◆ Required action
Provide again, from the entries below, every line from the one containing "For this exercise we mark the united" through the one containing "[(1095, 701), (890, 769), (847, 83), (48, 314)]", exactly as written, and no other line.

--- Records provided Enclosed Below ---

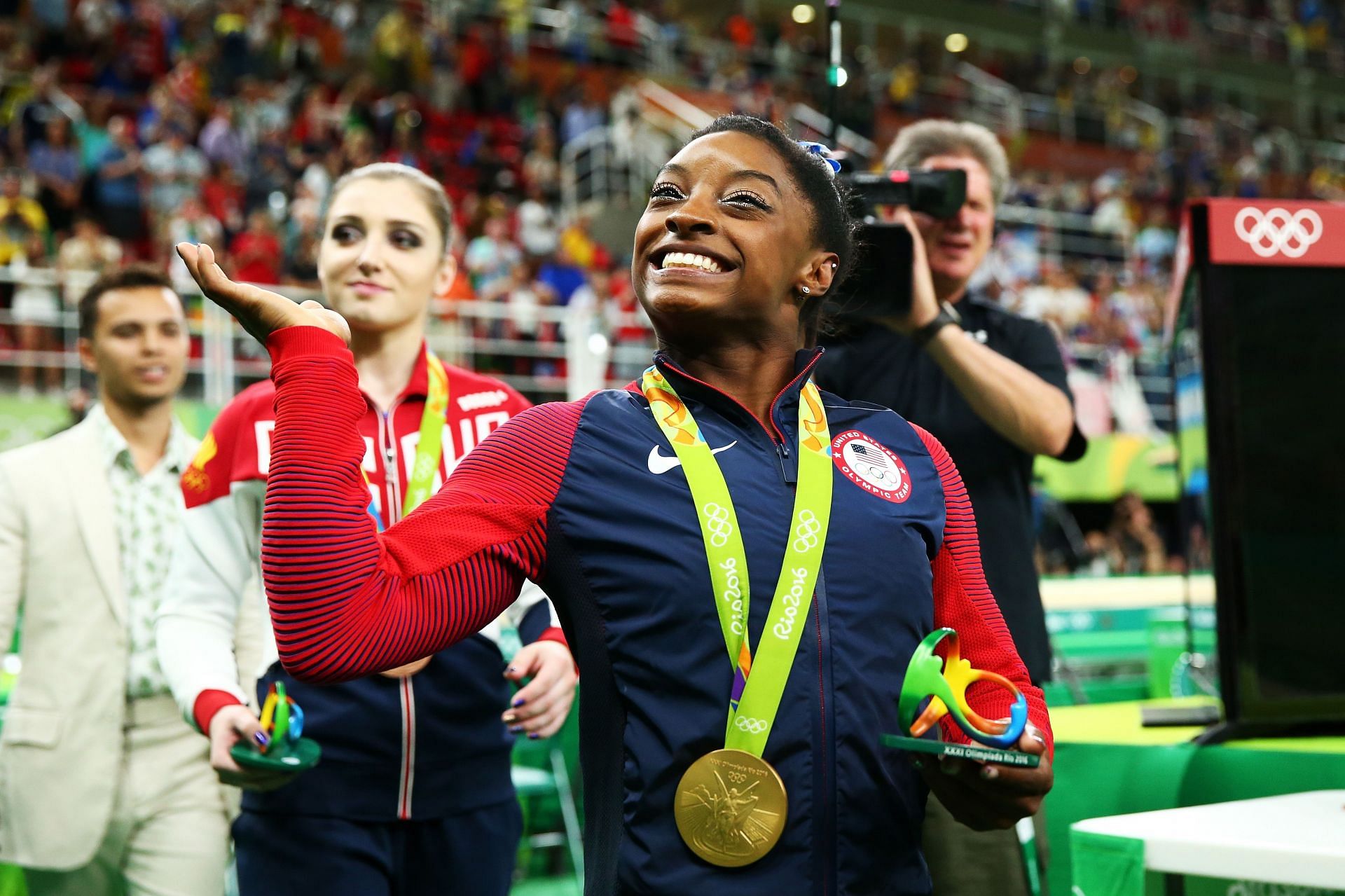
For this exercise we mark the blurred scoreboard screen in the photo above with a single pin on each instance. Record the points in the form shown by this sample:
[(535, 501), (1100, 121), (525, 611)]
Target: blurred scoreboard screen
[(1273, 343)]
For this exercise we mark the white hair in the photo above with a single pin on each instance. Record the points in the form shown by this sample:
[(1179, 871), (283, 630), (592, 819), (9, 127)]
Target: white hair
[(941, 137)]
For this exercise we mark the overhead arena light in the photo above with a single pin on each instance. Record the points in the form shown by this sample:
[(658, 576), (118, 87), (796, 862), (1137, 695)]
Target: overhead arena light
[(803, 14)]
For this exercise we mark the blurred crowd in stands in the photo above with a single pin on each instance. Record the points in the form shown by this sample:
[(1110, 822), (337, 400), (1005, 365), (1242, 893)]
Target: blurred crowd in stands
[(132, 125)]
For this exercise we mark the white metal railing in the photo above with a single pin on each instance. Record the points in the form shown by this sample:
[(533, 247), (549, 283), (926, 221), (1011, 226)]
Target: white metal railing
[(530, 349), (548, 353), (995, 100), (669, 112), (808, 121), (1065, 235)]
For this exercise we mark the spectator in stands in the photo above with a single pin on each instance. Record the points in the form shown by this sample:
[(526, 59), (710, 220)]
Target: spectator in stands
[(537, 228), (539, 165), (491, 257), (177, 170), (1058, 301), (1131, 542), (256, 253), (221, 140), (20, 217), (120, 165), (36, 315), (992, 387), (1156, 241), (106, 787), (55, 165), (85, 254), (191, 223), (222, 194)]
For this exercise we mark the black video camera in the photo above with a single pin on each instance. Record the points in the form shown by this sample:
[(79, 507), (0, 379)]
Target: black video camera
[(880, 283), (939, 194)]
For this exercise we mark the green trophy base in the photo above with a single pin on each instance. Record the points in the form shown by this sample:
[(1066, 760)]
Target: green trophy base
[(975, 752), (299, 758)]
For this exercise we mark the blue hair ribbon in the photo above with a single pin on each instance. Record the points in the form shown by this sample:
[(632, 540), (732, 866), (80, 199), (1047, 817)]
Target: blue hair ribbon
[(822, 152)]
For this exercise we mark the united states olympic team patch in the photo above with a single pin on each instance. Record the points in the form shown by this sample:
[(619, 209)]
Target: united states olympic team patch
[(871, 466)]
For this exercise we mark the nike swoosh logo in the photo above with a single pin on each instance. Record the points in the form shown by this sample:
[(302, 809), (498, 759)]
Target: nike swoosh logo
[(661, 464)]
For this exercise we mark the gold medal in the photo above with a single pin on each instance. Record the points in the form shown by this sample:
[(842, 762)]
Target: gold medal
[(731, 808)]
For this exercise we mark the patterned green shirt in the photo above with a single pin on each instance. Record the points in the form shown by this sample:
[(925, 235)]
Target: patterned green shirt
[(149, 511)]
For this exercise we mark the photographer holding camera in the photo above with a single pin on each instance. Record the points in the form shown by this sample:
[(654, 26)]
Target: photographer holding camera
[(992, 387)]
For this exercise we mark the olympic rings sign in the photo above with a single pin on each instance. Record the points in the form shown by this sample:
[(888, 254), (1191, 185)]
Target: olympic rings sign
[(1278, 230)]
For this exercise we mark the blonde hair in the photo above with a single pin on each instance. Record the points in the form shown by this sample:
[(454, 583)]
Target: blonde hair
[(431, 190), (941, 137)]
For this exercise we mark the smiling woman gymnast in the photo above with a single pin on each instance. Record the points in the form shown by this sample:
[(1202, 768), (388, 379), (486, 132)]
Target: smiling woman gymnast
[(743, 616)]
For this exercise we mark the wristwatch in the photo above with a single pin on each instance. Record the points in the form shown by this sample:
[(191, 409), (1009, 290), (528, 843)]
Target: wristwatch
[(947, 315)]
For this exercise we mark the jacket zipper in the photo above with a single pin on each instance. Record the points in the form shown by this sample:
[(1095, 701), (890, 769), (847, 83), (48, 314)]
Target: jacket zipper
[(393, 511), (826, 779), (778, 440)]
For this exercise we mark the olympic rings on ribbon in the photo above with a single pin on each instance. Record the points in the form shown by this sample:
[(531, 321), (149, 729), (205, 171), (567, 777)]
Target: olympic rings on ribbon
[(806, 533), (751, 726), (717, 523), (1278, 230)]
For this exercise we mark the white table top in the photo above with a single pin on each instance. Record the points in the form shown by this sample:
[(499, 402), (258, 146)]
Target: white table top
[(1297, 839)]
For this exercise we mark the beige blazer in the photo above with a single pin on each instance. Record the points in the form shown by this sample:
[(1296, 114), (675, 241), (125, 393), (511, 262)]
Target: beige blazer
[(61, 745)]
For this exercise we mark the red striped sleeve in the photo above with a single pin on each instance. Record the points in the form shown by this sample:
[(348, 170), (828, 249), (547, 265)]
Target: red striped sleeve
[(963, 602), (347, 600)]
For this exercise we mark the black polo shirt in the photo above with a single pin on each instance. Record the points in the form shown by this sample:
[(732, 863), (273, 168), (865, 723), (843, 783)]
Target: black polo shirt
[(887, 369)]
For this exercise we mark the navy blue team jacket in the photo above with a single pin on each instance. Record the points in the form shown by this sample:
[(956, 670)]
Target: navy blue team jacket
[(584, 499)]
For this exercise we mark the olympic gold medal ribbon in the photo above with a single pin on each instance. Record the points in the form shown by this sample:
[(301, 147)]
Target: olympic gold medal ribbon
[(764, 675), (731, 805), (420, 485), (944, 684)]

--- End of Enclosed Records provided ---

◆ Task solution
For this exercise we mark the united states olympic team patch in the photo above with a single pin on each instance. Record the points in the form shown by this sample:
[(619, 209)]
Target: united states olympic team patch
[(871, 466)]
For this exercise we mark the nike swoosh logo in the photo above with a single pin on each instance. Record the points in the form shown by this sample:
[(302, 809), (498, 759)]
Target: nike swoosh logo
[(661, 464)]
For this exercise we mark the gold medal in the photo above with a single pin on each instance. Record the points in the form shown by this sample:
[(842, 762)]
Target: gold medal
[(731, 808)]
For this exercise we mark the patterned green shirt in the photo above with a single pin on each instance. Record the points in the form shown by this sample:
[(925, 235)]
Target: patterned green shirt
[(149, 511)]
For this exercise we mark the photographer holding camera in the photo above with a single pin on each instance. Record the points in the form shown by this sample:
[(654, 26)]
Target: photographer holding camera
[(992, 387)]
For this exercise we mark the olympic rings sign in the photo above with a single pin on each instance. Record the points in the form shown by this sample:
[(888, 254), (1191, 185)]
Target: olympic rings sign
[(1278, 230)]
For this exercise we mark the blonde hair in the photo above with a single pin on each instance. Record the points in the form shown by this sample:
[(454, 583)]
Target: blonde hair
[(431, 190), (941, 137)]
For this exercise we mark the smiling woman gymnast in the photo above with a single pin on each instance. Record the points in the form shown by this sample:
[(1202, 768), (388, 379), (486, 132)]
Target: smiling woman gymnast
[(743, 616)]
For this exercise we mark the wristwatch in the photo above with a single pin on each instance. Record the points in the form shown by this sample:
[(191, 409), (1009, 290), (528, 843)]
Target: wristwatch
[(947, 315)]
For this exercise we mark the jacket zipper in the photo above with a single pin on each instance. Record the points in the form shown by this sample:
[(1095, 701), (890, 769), (847, 83), (48, 314)]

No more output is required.